**Text:**
— Begin —
Gareth Abraham

Personal information
- Full name: Gareth John Abraham
- Date of birth: 13 February 1969 (age 57)
- Place of birth: Merthyr Tydfil, Wales
- Height: 6 ft 4 in (1.93 m)
- Position: Defender

Senior career*
- Years: Team / Apps / (Gls)
- 1987–1992: Cardiff City / 87 / (4)
- 1992–1994: Hereford United / 49 / (2)
- 1994–2001: Merthyr Tydfil / ? / (?)
- 2001–2002: Rhayader Town / 15 / (1)

= Gareth Abraham =

Welsh footballer

Gareth John Abraham (born 13 February 1969) is a Welsh former professional footballer who played as a defender. He made over 100 appearances in The Football League with Cardiff City and Hereford United before playing non-league football for Merthyr Tydfil and Rhayader Town.

==Career==
Born in Merthyr Tydfil, Abraham came through the youth ranks at Cardiff City, captaining them to a Welsh Youth Cup win, before making his debut in 1987 during a 3–0 defeat to Wrexham. Three days after his debut, he scored his first goal for the club when he found the net in a 3–1 victory over Darlington but did not appear for the Bluebirds again for the rest of the season as the team won promotion from the Fourth Division. It was during the 1988–89 season that he began to establish himself in the first team but during his time at the club Cardiff found themselves hovering above relegation from the Football League.
— End —
**Written request A:** In the Gareth Abraham article, translate this sentence into French: "He made over 100 appearances in The Football League with Cardiff City and Hereford United before playing non-league football for Merthyr Tydfil and Rhayader Town."
**Written request B:**
Answer these from the Gareth Abraham article:
(i) How tall is Abraham?
(ii) Which team beat Cardiff City on Abraham's debut, and by what score?
(iii) How many appearances did he make for Rhayader Town?
**Written request C:** Pick up the Gareth Abraham article after its last sentence and keep writing it.

**Extracted entries:**
— Begin —
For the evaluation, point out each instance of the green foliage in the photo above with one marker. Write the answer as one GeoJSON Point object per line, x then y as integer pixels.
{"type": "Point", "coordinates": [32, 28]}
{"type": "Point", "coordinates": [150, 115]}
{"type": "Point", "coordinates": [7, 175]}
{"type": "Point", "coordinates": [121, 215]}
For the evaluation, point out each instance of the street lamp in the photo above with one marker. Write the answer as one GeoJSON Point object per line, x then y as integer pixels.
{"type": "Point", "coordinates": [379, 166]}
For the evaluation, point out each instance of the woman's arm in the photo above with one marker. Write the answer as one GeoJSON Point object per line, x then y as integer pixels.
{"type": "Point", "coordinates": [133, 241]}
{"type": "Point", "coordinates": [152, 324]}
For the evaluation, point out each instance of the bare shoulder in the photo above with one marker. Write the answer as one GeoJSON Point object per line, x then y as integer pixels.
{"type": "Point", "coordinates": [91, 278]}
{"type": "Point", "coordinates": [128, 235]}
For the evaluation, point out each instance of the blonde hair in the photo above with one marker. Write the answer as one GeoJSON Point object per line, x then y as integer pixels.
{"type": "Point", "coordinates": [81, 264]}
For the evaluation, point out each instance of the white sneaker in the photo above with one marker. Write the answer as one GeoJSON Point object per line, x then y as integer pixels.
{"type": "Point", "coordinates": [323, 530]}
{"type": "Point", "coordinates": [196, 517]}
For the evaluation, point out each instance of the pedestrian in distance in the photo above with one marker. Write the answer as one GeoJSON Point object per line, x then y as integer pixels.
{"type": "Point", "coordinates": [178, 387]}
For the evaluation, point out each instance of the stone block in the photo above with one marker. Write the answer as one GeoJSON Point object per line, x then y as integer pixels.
— End —
**Task response A:** Il a disputé plus de 100 matchs en Football League avec Cardiff City et Hereford United avant d'évoluer hors de la Football League avec Merthyr Tydfil et Rhayader Town.

**Task response B:**
(i) 6 ft 4 in (1.93 m)
(ii) Wrexham, 3–0
(iii) 15

**Task response C:**
He found himself out of the side in 1991–92 season and left the club to join Hereford United in January 1992, making his debut in a 1–1 draw with Barnet. He spent one and a half seasons with Hereford before leaving for his hometown team of Merthyr Tydfil, also working as a groundsman at the club. After spending over five years at Merthyr, Abraham spent a short time in the Welsh Premier League with Rhayader Town alongside former Cardiff teammate Cohen Griffith until the pair left the club by mutual consent in January 2002.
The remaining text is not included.